» **ACTIVITY**: Make an exact copy of the listing, without images.

» **SUPPLIED RECORDS**:
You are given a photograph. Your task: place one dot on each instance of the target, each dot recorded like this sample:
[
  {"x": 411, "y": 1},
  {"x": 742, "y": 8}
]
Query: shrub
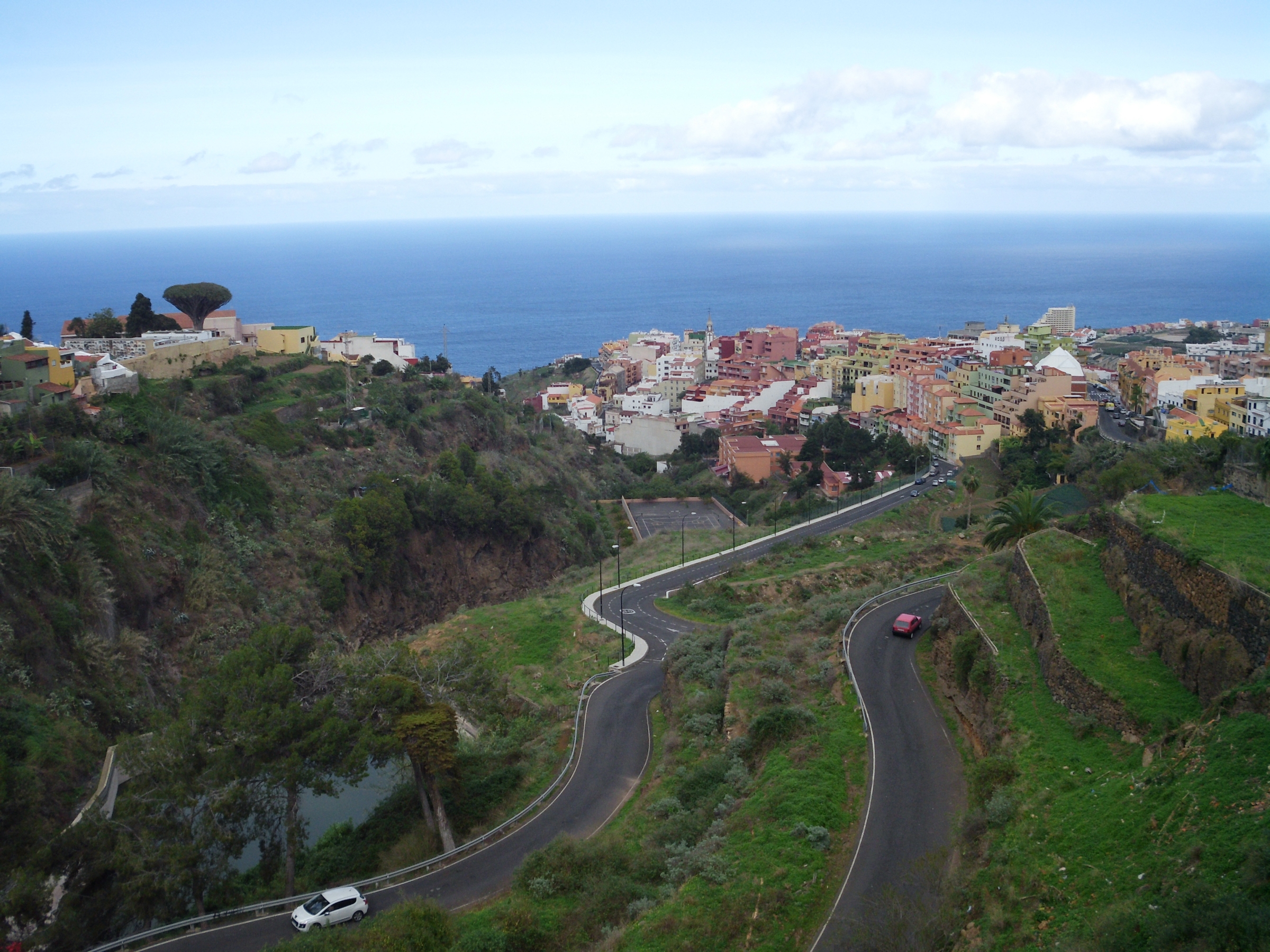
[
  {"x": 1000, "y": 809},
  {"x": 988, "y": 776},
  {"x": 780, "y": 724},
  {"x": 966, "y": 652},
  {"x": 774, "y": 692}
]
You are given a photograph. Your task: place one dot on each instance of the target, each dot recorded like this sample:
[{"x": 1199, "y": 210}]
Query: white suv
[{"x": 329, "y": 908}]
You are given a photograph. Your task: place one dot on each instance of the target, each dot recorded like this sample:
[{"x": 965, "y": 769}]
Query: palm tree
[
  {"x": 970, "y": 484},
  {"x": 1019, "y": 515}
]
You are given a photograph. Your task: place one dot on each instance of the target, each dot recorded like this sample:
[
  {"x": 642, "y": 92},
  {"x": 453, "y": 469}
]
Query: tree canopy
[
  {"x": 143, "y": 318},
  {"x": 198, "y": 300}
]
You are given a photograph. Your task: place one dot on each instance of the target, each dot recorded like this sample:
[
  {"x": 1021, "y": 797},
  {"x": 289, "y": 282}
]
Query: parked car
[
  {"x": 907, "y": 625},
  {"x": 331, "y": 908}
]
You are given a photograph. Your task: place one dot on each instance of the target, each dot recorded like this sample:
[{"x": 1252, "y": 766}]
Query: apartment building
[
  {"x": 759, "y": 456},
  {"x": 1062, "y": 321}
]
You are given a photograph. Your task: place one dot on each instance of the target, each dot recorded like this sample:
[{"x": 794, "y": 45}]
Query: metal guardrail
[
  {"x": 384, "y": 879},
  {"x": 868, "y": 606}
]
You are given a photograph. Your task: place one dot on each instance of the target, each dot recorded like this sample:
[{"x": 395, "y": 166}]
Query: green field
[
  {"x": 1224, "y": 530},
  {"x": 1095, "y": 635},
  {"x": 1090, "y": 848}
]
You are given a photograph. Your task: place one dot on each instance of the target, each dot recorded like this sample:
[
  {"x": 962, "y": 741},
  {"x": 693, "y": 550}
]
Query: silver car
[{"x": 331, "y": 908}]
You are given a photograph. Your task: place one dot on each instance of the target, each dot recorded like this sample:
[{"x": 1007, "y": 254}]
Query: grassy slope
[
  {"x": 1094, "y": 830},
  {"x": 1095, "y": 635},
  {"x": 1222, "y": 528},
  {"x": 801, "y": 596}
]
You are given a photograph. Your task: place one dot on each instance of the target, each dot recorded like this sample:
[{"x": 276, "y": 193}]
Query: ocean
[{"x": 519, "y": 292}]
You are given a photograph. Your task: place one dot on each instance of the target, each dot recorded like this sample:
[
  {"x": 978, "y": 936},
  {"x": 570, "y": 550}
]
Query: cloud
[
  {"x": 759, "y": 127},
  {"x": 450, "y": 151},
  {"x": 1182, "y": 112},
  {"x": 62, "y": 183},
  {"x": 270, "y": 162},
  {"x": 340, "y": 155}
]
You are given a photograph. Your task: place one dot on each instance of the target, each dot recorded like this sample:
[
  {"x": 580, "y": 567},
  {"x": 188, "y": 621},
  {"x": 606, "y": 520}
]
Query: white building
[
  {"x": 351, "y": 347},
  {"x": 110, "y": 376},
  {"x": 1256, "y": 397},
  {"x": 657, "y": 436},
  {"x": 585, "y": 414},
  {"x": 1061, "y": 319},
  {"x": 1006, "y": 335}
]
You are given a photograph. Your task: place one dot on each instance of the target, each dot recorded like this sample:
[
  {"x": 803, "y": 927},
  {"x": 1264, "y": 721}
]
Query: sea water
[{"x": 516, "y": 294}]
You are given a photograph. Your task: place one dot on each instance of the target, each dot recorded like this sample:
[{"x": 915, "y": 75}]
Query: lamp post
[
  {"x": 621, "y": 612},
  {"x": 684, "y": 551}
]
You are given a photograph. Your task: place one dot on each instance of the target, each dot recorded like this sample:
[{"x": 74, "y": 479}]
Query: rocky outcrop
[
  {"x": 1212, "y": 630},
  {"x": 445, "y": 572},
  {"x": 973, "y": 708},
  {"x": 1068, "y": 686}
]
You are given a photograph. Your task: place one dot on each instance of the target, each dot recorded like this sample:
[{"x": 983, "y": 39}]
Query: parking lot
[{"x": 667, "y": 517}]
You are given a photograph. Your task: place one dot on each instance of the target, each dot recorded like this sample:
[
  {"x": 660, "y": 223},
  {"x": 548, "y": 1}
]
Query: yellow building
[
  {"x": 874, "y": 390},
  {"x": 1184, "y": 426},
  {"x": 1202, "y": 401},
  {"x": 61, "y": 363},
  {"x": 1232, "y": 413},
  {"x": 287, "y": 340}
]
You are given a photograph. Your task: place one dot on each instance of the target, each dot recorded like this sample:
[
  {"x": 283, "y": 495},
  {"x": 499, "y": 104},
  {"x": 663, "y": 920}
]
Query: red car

» **COMPLETED EXERCISE**:
You are given a photograph. Your task: place one dot on each instance of the target, each dot recorded like this sample:
[
  {"x": 411, "y": 1},
  {"x": 742, "y": 8}
]
Query: shrub
[
  {"x": 1000, "y": 809},
  {"x": 988, "y": 776},
  {"x": 780, "y": 724},
  {"x": 966, "y": 652},
  {"x": 774, "y": 692}
]
You are given a photograph. Your task: place one dot on each instance of the target, each dot recorded like this sample:
[{"x": 1199, "y": 210}]
Query: white suv
[{"x": 329, "y": 908}]
You are given a photograph. Your task: place one dot on each instance of the target, each dot recorded like this sample:
[{"x": 965, "y": 769}]
Query: palm tree
[
  {"x": 970, "y": 484},
  {"x": 1019, "y": 515}
]
You are given a photograph. Your task: place one dot on each instance of the target, each dot recorded like this sample:
[
  {"x": 642, "y": 92},
  {"x": 453, "y": 469}
]
Query: tree canopy
[
  {"x": 143, "y": 318},
  {"x": 198, "y": 300}
]
You are given a photograph. Your task: place one dot on each instance of the target, each dot recorded like this sample:
[
  {"x": 1021, "y": 797},
  {"x": 289, "y": 282}
]
Query: parked car
[
  {"x": 907, "y": 625},
  {"x": 331, "y": 908}
]
You are given a photograph. Your task: place one dot on each instance of the target, each dot recorded like this sample:
[{"x": 1252, "y": 766}]
Query: apartment building
[
  {"x": 759, "y": 456},
  {"x": 1062, "y": 321}
]
You are given a photograph. Your task: place one dot on each instance of the target, each dot recorded like this sample:
[{"x": 794, "y": 45}]
Query: metal guardrail
[
  {"x": 384, "y": 879},
  {"x": 868, "y": 606}
]
You are given a photograph. Your task: place one dot on each instance of the target, each dot recorded like this sample:
[{"x": 395, "y": 166}]
Query: green field
[
  {"x": 1224, "y": 530},
  {"x": 1095, "y": 635},
  {"x": 1090, "y": 848}
]
You are given a photograph. Your task: place one dot on each instance of the target, each dot recorded like this sample:
[
  {"x": 962, "y": 741},
  {"x": 693, "y": 550}
]
Query: silver car
[{"x": 331, "y": 908}]
You are given a photograph. Your task: place one dot on each instance of the target, each dot recorded like this sample:
[{"x": 1007, "y": 254}]
Query: grassy slope
[
  {"x": 1094, "y": 830},
  {"x": 1095, "y": 635},
  {"x": 1222, "y": 528},
  {"x": 801, "y": 596}
]
You are given a photograph. Your task: place one dot on each instance of the target, each dot recorded like this sample:
[{"x": 276, "y": 193}]
Query: ocean
[{"x": 519, "y": 292}]
You are given a photograph. Your task: place one dot on each instance of the target, each dot recorded like this sample:
[
  {"x": 978, "y": 936},
  {"x": 570, "y": 550}
]
Query: cloud
[
  {"x": 759, "y": 127},
  {"x": 450, "y": 151},
  {"x": 1182, "y": 112},
  {"x": 62, "y": 183},
  {"x": 270, "y": 162},
  {"x": 340, "y": 155}
]
You are given a photograph. Your task: place one dot on each instance of the target, each dot recorded like this sample:
[
  {"x": 580, "y": 567},
  {"x": 188, "y": 621},
  {"x": 606, "y": 520}
]
Query: white building
[
  {"x": 351, "y": 347},
  {"x": 110, "y": 376},
  {"x": 1256, "y": 397},
  {"x": 657, "y": 436},
  {"x": 585, "y": 414},
  {"x": 1061, "y": 319},
  {"x": 1006, "y": 335}
]
You are given a photograph. Your task: place one dot on each instance of the target, each dot recorded like this sample:
[
  {"x": 803, "y": 927},
  {"x": 1264, "y": 721}
]
Query: sea water
[{"x": 516, "y": 294}]
You are given a photograph. Your task: place one dot on each instance of the target, each dot recorded like this sample:
[{"x": 915, "y": 75}]
Query: lamp post
[
  {"x": 621, "y": 612},
  {"x": 684, "y": 551}
]
You are given a photograph. Your task: place one dot on each instance of the target, each dot recorded like this sample:
[{"x": 74, "y": 479}]
Query: rocky outcrop
[
  {"x": 1212, "y": 630},
  {"x": 445, "y": 572},
  {"x": 973, "y": 708},
  {"x": 1068, "y": 686}
]
You are given a photograph. Your task: place one dot on each instance of the target, each dot recorded like this sample:
[{"x": 983, "y": 39}]
Query: parking lot
[{"x": 667, "y": 517}]
You are given a photograph. Your task: place one dot on each instance of the target, each dot recorded like this sample:
[
  {"x": 660, "y": 223},
  {"x": 548, "y": 1}
]
Query: yellow building
[
  {"x": 874, "y": 390},
  {"x": 1184, "y": 426},
  {"x": 1202, "y": 401},
  {"x": 61, "y": 363},
  {"x": 1232, "y": 413},
  {"x": 287, "y": 340}
]
You are given a photograph. Your task: place one dot on each instance of the target, each dot recorded like this sample:
[
  {"x": 283, "y": 495},
  {"x": 499, "y": 104},
  {"x": 663, "y": 920}
]
Query: red car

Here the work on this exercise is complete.